_Available data_
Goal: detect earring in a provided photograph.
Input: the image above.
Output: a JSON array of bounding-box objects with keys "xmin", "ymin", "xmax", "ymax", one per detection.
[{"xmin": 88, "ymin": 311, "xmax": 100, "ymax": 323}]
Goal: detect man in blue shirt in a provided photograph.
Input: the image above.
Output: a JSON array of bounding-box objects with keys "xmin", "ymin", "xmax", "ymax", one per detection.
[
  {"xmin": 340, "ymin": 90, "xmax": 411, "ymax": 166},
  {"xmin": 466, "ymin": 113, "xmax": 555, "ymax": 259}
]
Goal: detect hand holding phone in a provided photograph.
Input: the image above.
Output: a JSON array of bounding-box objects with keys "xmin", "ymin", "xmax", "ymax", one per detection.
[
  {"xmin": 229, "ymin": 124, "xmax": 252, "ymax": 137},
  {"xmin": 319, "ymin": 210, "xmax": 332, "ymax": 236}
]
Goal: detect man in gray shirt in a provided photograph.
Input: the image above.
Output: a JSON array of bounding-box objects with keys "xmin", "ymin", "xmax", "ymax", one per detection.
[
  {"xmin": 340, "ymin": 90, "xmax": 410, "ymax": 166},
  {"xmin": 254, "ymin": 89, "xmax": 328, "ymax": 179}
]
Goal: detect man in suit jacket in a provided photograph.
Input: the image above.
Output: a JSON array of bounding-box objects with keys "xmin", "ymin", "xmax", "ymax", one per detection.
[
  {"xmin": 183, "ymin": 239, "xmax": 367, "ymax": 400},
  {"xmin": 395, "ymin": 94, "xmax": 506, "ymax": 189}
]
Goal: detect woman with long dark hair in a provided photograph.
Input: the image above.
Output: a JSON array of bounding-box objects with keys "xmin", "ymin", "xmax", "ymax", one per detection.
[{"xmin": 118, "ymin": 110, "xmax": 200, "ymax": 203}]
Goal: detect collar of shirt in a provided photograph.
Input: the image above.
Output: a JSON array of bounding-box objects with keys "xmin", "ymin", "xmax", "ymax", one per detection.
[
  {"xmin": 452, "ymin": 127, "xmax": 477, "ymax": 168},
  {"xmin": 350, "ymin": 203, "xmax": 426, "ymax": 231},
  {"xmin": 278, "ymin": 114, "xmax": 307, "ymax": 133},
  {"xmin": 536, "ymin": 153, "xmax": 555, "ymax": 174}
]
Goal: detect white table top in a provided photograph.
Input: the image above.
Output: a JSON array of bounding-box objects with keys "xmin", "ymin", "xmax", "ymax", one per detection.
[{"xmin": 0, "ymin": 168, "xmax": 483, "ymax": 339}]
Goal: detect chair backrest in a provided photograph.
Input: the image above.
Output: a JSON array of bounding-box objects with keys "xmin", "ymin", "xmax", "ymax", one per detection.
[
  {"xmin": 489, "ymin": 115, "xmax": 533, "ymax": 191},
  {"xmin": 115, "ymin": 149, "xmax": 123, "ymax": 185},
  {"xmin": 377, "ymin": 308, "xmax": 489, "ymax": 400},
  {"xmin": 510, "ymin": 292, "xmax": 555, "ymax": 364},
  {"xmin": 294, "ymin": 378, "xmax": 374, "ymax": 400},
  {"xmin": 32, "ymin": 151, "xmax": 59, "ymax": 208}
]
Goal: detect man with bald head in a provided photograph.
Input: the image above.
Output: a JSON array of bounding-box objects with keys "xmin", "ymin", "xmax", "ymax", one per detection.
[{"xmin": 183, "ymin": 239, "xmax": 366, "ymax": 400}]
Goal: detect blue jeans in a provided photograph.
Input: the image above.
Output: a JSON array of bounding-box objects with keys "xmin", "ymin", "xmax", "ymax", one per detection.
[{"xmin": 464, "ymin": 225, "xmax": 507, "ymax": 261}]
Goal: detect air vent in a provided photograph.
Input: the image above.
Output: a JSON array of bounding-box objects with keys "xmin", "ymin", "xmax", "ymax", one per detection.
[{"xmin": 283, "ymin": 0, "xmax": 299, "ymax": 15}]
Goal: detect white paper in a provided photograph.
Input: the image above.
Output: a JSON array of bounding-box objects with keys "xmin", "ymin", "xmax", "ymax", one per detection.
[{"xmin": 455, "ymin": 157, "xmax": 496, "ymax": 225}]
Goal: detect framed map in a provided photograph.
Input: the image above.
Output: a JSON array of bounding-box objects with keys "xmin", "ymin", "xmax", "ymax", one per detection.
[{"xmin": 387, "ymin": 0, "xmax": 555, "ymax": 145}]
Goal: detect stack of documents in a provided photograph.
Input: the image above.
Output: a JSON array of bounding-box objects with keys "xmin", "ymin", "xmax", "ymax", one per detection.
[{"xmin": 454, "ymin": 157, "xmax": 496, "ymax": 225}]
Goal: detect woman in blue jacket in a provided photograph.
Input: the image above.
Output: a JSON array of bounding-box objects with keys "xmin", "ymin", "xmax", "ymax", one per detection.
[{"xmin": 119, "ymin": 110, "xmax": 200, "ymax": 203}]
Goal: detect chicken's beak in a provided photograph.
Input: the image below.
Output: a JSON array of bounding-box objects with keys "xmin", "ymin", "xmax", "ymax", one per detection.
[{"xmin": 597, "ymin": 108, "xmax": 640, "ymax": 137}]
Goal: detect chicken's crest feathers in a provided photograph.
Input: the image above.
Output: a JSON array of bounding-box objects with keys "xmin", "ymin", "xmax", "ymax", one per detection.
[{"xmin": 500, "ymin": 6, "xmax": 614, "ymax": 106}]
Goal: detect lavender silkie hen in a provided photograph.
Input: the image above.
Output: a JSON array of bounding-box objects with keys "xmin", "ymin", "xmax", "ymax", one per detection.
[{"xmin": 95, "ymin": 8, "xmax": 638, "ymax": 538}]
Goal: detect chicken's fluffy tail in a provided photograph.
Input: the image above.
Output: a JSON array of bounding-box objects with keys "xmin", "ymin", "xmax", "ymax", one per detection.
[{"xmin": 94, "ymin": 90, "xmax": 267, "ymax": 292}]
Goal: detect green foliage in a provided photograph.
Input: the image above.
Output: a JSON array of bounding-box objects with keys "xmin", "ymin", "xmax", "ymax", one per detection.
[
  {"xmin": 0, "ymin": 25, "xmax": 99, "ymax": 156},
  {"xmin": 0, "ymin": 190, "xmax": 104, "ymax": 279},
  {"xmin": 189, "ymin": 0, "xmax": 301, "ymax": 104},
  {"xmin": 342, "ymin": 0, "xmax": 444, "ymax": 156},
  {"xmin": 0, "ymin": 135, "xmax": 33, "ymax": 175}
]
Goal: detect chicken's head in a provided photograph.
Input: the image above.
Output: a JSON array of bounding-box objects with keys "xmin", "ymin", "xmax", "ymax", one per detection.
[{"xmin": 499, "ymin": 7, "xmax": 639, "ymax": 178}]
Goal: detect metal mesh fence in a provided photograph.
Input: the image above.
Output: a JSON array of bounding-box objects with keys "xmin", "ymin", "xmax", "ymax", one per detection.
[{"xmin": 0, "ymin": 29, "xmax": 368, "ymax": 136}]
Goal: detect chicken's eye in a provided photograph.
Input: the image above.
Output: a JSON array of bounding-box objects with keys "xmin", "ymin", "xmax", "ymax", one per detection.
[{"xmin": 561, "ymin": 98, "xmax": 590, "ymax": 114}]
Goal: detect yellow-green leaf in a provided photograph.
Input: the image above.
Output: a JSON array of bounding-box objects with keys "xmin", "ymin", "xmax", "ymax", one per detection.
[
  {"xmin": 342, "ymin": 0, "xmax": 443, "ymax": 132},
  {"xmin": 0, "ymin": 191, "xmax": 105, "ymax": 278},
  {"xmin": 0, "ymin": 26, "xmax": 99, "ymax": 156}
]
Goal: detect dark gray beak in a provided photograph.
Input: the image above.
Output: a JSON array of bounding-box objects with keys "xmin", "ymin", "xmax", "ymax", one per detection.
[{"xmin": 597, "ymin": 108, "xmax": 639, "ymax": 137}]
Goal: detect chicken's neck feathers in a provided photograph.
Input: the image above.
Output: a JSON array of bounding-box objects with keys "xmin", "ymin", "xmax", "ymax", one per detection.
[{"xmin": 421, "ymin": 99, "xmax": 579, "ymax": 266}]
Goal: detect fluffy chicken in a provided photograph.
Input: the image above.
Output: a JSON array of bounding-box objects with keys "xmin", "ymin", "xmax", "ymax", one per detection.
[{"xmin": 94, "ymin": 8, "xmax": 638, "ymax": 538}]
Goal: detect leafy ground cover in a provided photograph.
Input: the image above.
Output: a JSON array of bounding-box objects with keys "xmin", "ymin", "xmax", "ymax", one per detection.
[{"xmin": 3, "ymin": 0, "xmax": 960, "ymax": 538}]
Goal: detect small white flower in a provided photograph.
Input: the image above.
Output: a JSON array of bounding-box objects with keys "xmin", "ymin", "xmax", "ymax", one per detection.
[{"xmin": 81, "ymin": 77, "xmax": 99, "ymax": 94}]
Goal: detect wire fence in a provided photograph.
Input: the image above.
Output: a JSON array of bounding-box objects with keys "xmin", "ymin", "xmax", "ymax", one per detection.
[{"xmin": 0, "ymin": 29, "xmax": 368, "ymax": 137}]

_Exercise prompt_
Find the string "woman" in the material above, and report every line where it occurs.

_Solution to this task_
Goal: detect woman with long dark hair in a provided photograph.
Goal: detect woman in blue jacket in a provided photograph.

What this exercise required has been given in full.